#### Required actions
A - In the Auburn football preview, what record did Utah State finish with last season?
B - Revise the Auburn football preview starting at "While last year’s" and ending at "survive the changes.", replacing "Sooners" with "Oklahoma".
C - Carry the Auburn football preview forward from its final sentence.

#### Excerpted text
###

War Eagle, everybody! It’s time now for a preview of Auburn’s 2011 football opener, the Utah State Aggies. They’ll visit Jordan Hare Stadium on September 3rd. The game will be the season-opener for both teams. Both teams will display a lot of new faces in September. Auburn replaces 36 scholarship players from last season’s BCS Champion team. Utah State will start a new quarterback, and will have a re-vamped defense with three new starters in the secondary.
While last year’s Aggie team was a disappointment, finishing 4-8 (2-6 in the WAC), it had its moments. The Aggies opened in Norman, Oklahoma against the mighty Sooners. Utah State battled hard, and lost by only a touchdown. The teams were nearly equal in total yardage, around 420 each. Injuries decimated Utah State from that point on, but the team still posted a quality win over Brigham Young, 31-15, while the Cougars were flying high in the polls. It’s a turbulent time in Utah, with conference realignment ongoing, and teams in Utah making changes. BYU has become an independent, and Utah has joined the PAC-12. Some wonder if the WAC will survive the changes.

###

#### Excerpted records

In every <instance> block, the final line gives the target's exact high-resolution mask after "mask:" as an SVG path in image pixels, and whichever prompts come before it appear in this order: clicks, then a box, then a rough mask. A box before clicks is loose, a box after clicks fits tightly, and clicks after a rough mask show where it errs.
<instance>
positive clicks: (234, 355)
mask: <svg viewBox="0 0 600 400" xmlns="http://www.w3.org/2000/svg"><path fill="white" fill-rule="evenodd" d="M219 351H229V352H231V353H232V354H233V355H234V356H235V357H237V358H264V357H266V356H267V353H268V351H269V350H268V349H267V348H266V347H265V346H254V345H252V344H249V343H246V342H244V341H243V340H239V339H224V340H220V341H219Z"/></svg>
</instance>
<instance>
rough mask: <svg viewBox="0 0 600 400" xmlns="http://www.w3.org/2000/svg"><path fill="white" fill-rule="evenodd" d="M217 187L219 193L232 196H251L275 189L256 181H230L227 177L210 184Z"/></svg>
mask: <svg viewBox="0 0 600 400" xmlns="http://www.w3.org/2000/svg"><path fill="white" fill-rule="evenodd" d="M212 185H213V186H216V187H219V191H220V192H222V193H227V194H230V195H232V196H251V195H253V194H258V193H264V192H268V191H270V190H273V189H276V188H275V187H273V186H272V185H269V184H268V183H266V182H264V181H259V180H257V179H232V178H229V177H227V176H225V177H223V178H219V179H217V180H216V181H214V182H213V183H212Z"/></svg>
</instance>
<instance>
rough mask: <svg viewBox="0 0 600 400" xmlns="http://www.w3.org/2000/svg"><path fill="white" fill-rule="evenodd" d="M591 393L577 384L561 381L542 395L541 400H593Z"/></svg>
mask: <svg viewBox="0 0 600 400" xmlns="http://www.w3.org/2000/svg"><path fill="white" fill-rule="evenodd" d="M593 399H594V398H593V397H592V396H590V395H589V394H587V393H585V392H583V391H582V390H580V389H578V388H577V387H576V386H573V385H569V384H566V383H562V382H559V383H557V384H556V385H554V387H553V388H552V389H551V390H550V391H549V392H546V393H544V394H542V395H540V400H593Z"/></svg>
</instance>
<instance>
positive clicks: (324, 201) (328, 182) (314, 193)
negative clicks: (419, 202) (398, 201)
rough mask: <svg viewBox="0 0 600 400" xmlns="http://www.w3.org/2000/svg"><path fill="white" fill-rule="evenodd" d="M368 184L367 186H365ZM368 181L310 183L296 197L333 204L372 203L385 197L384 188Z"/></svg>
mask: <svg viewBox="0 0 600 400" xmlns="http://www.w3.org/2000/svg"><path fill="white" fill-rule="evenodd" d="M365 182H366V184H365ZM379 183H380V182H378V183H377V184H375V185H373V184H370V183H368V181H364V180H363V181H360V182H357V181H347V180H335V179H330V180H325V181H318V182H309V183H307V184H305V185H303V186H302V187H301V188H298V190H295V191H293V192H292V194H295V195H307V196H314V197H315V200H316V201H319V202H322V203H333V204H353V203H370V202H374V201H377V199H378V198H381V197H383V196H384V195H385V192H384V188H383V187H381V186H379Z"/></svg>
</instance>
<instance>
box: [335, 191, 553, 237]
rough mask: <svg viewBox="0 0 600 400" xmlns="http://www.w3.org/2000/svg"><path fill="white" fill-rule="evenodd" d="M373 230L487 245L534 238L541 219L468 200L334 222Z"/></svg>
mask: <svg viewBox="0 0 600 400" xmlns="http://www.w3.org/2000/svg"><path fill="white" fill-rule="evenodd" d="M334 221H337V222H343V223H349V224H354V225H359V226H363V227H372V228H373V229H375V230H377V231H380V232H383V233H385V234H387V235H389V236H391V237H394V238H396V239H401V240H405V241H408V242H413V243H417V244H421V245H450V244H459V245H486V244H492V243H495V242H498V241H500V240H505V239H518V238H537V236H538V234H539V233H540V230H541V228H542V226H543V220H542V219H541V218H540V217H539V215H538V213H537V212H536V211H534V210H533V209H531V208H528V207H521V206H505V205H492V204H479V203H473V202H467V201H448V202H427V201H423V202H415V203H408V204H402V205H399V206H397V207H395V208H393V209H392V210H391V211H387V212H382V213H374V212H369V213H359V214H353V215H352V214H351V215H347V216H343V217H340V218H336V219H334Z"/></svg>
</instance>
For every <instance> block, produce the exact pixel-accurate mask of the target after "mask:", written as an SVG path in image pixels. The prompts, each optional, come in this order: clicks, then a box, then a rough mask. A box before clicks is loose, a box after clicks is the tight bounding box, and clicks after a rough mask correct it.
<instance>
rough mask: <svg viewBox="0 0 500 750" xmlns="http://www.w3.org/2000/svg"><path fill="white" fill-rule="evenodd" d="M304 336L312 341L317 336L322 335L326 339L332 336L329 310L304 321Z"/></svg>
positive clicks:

###

#### Solved tasks
A - 4-8 overall (2-6 in the WAC)

B -
While last year’s Aggie team was a disappointment, finishing 4-8 (2-6 in the WAC), it had its moments. The Aggies opened in Norman, Oklahoma against the mighty Oklahoma. Utah State battled hard, and lost by only a touchdown. The teams were nearly equal in total yardage, around 420 each. Injuries decimated Utah State from that point on, but the team still posted a quality win over Brigham Young, 31-15, while the Cougars were flying high in the polls. It’s a turbulent time in Utah, with conference realignment ongoing, and teams in Utah making changes. BYU has become an independent, and Utah has joined the PAC-12. Some wonder if the WAC will survive the changes.

C -
Head coach Gary Andersen is in his third season with Utah State. While results on the field haven’t been spectacular, Andersen has brought in a pair of highly regarded recruiting classes, and the Aggies have some talented young players on their roster. Dissatisfied with how last season went, Anderson did some shuffling of his coaching staff during the offseason. Offensive coordinator Dave Baldwin was moved from quarterbacks to tight ends, Alex Gerke was let go from the offensive line, and T. J. Woods was moved from tight ends to offensive line coach. Andersen hired Matt Wells away from New Mexico to coach quarterbacks.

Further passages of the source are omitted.